#### Directions
Rewrite every row below, replacing "Outline the region" with "Trace the area" wherever it occurs and changing nothing else. Leave the pictures out of your answer.

#### Records shown
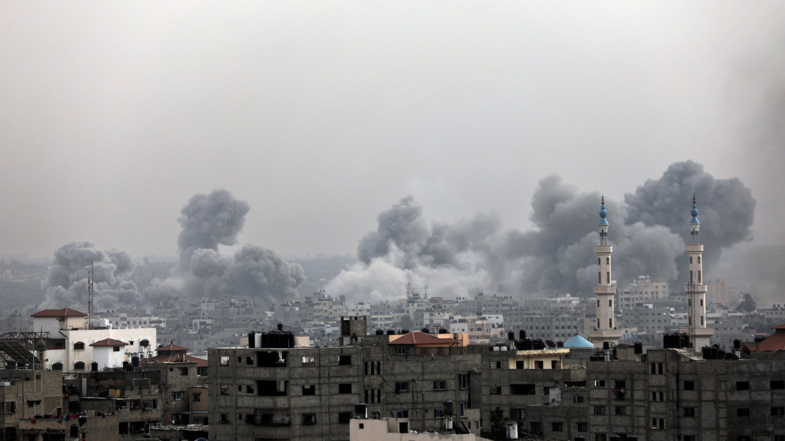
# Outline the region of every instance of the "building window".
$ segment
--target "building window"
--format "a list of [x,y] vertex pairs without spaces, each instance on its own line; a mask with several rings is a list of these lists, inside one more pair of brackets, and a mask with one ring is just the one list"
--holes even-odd
[[535,395],[534,385],[510,385],[509,395]]
[[302,425],[311,425],[316,424],[316,414],[302,414]]

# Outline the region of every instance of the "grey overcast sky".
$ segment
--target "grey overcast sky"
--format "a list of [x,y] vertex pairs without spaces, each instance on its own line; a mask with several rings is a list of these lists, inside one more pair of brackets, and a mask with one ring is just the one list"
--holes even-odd
[[549,174],[620,199],[685,159],[785,243],[783,37],[774,1],[3,2],[0,252],[175,254],[220,188],[243,242],[353,253],[407,195],[526,228]]

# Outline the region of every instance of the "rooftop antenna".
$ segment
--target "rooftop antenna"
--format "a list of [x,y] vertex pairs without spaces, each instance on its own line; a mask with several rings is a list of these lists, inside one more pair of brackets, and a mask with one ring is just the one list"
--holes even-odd
[[93,262],[87,270],[87,329],[93,329]]

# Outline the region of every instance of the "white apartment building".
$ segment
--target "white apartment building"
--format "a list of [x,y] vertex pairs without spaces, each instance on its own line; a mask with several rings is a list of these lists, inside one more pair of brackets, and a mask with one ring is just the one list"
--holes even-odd
[[113,329],[108,320],[96,319],[93,329],[87,329],[87,315],[68,308],[45,309],[31,316],[37,332],[49,333],[45,363],[53,370],[82,372],[97,362],[100,370],[122,366],[133,356],[152,357],[157,348],[155,328]]

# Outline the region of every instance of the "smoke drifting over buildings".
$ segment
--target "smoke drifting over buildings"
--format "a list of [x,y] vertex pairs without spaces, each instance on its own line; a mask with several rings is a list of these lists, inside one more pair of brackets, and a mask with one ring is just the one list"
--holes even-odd
[[305,281],[302,268],[272,250],[245,245],[234,257],[221,255],[219,245],[235,245],[250,207],[225,190],[195,195],[181,211],[180,258],[166,279],[153,280],[140,293],[127,279],[135,264],[125,251],[104,251],[90,241],[75,241],[55,253],[45,288],[44,308],[86,304],[87,269],[94,265],[96,308],[120,305],[143,307],[187,295],[246,298],[259,304],[278,303],[297,294]]
[[[696,162],[677,162],[627,194],[624,203],[606,199],[617,279],[641,274],[679,279],[693,193],[710,270],[723,248],[751,238],[755,201],[750,189],[736,178],[714,179]],[[400,298],[406,281],[445,297],[498,285],[524,294],[590,292],[600,197],[548,177],[532,197],[533,227],[527,231],[503,229],[488,214],[455,224],[430,221],[413,198],[403,198],[378,215],[377,230],[360,242],[360,262],[327,290],[355,301],[369,294]]]
[[84,309],[87,304],[87,268],[91,263],[97,309],[144,304],[136,284],[128,280],[136,268],[128,253],[104,250],[89,240],[75,240],[55,251],[49,278],[42,283],[46,297],[41,308]]

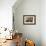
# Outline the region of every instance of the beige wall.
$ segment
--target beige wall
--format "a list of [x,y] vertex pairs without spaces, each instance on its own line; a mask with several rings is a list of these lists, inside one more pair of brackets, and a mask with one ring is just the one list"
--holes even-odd
[[[36,46],[41,46],[41,1],[23,0],[16,5],[13,6],[15,29],[22,32],[24,38],[34,40]],[[24,25],[23,15],[36,15],[36,25]]]

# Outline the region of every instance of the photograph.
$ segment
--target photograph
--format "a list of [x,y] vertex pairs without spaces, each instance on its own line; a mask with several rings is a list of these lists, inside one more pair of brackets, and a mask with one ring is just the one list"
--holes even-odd
[[24,15],[23,24],[25,25],[35,25],[36,24],[36,15]]

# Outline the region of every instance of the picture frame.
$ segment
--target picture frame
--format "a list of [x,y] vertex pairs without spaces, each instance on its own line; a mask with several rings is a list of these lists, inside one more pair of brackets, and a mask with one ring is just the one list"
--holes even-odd
[[24,25],[35,25],[36,24],[36,15],[24,15],[23,24]]

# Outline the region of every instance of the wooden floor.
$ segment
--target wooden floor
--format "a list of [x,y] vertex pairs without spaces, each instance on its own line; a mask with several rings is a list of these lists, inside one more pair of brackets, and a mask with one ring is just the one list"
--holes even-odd
[[0,46],[16,46],[15,39],[13,39],[13,40],[6,40],[6,42],[1,44]]

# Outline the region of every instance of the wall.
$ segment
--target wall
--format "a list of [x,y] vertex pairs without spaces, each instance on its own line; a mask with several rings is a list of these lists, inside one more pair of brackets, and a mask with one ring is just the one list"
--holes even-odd
[[0,27],[12,29],[12,6],[16,0],[0,0]]
[[[35,41],[41,46],[41,1],[21,0],[13,6],[15,30],[23,33],[23,37]],[[24,25],[23,15],[36,15],[36,25]]]

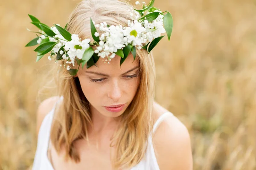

#### Result of the task
# Trace the area of every instance of the "building window".
$ segment
--target "building window"
--format "a list of [x,y] vertex pairs without spaces, each instance on its own line; a mask with several rings is a list of these lists, inside one more pair of brackets, and a mask with one ring is just the one list"
--holes even-odd
[[535,395],[534,385],[510,385],[509,395]]
[[302,425],[311,425],[316,424],[316,414],[302,414]]

# Trace the area of every instance of the "grey overcast sky".
$ segment
--target "grey overcast sky"
--format "a list of [x,y] vertex pairs without spaces, each instance on its own line; a mask with several rings is a list of these lists, inside one more pair of brackets, and a mask with one ring is just the one list"
--holes even-odd
[[549,174],[620,199],[685,159],[785,243],[783,37],[774,1],[3,2],[0,252],[175,254],[220,188],[243,242],[353,253],[407,195],[526,228]]

# Trace the area of every instance of the "rooftop antenna".
$ segment
--target "rooftop antenna"
--format "a list of [x,y] vertex pairs without spaces, each instance on its own line; a mask with several rings is a list of these lists, inside one more pair of brackets, and a mask with one ring is just the one list"
--holes even-odd
[[93,262],[87,270],[87,329],[93,329]]

# Trace the area of every instance of the "white apartment building".
$ segment
--target "white apartment building"
--format "a list of [x,y] vertex pairs without spaces, each instance on its own line; a mask with several rings is a list of these lists, inside one more pair of brackets, and a mask with one ring is just the one list"
--holes even-odd
[[113,329],[108,320],[96,319],[93,329],[87,329],[87,315],[68,308],[45,309],[31,316],[37,332],[49,333],[45,363],[53,370],[82,372],[97,362],[100,370],[122,366],[133,356],[152,357],[157,348],[155,328]]

# Trace the area of every instance of the "smoke drifting over buildings".
$ segment
--target "smoke drifting over buildings"
--format "a list of [x,y] vertex pairs without spaces, each instance on its own line; a mask with several rings is a list of these lists, inside one more pair of brackets, and a mask with one ring is just the one list"
--holes even-odd
[[305,281],[302,268],[272,250],[245,245],[234,257],[221,255],[219,245],[235,245],[250,207],[225,190],[195,195],[181,211],[180,258],[166,279],[153,280],[140,293],[127,279],[135,264],[125,251],[104,251],[90,241],[75,241],[55,253],[45,288],[44,308],[86,304],[87,269],[94,265],[96,308],[120,305],[143,307],[187,295],[246,298],[259,304],[278,303],[297,294]]
[[[696,162],[677,162],[627,194],[624,203],[606,199],[617,279],[641,274],[679,279],[693,193],[710,270],[723,248],[751,238],[755,201],[750,189],[736,178],[714,179]],[[400,298],[406,281],[445,297],[498,285],[524,294],[590,292],[600,197],[548,177],[532,197],[533,227],[527,231],[503,229],[488,214],[455,224],[430,221],[413,198],[403,198],[378,215],[377,230],[360,242],[360,262],[327,290],[355,301],[369,294]]]
[[84,309],[87,304],[87,268],[91,263],[97,309],[144,304],[136,284],[128,280],[136,268],[128,253],[104,250],[89,240],[75,240],[55,251],[49,278],[42,283],[46,297],[41,308]]

# Trace the area of every instance of the beige wall.
$ segment
--target beige wall
--format "a list of [x,y] vertex pairs without spaces, each instance on its own line; a mask with several rings is a list of these lists, inside one more pair of brackets, and a mask with one ring is just the one list"
--holes even-odd
[[[36,46],[41,46],[41,1],[23,0],[16,5],[13,6],[15,29],[22,32],[24,38],[34,40]],[[24,25],[23,15],[36,15],[36,25]]]

# Trace the area of every instance of the photograph.
$ segment
--target photograph
--format "a list of [x,y] vertex pairs without spaces, each instance on its own line; a mask with several rings is a list of these lists, inside one more pair of brackets, and a mask with one ring is just the one list"
--holes even-odd
[[24,15],[23,24],[25,25],[35,25],[36,24],[36,15]]

# Trace the area of every instance of the picture frame.
$ segment
--target picture frame
--format "a list of [x,y] vertex pairs without spaces, each instance on its own line; a mask with several rings is a list of these lists, inside one more pair of brackets, and a mask with one ring is just the one list"
--holes even-odd
[[24,25],[35,25],[36,24],[36,15],[24,15],[23,24]]

# Trace the area of every instance of the wooden floor.
$ segment
--target wooden floor
--format "a list of [x,y] vertex pairs without spaces, each instance on its own line; a mask with several rings is a list of these lists, inside one more pair of brackets, and a mask with one ring is just the one list"
--holes even-odd
[[0,46],[16,46],[15,39],[13,39],[13,40],[6,40],[6,42],[1,44]]

# Trace the area of every instance of the wall.
$ segment
--target wall
--format "a list of [x,y] vertex pairs without spaces, each instance on its own line; a mask with several rings is a list of these lists, inside one more pair of brackets, and a mask with one ring is just the one list"
--holes even-odd
[[0,27],[12,29],[12,6],[16,0],[0,0]]
[[[35,41],[41,46],[41,1],[21,0],[13,6],[15,30],[23,33],[23,37]],[[24,25],[23,15],[36,15],[36,25]]]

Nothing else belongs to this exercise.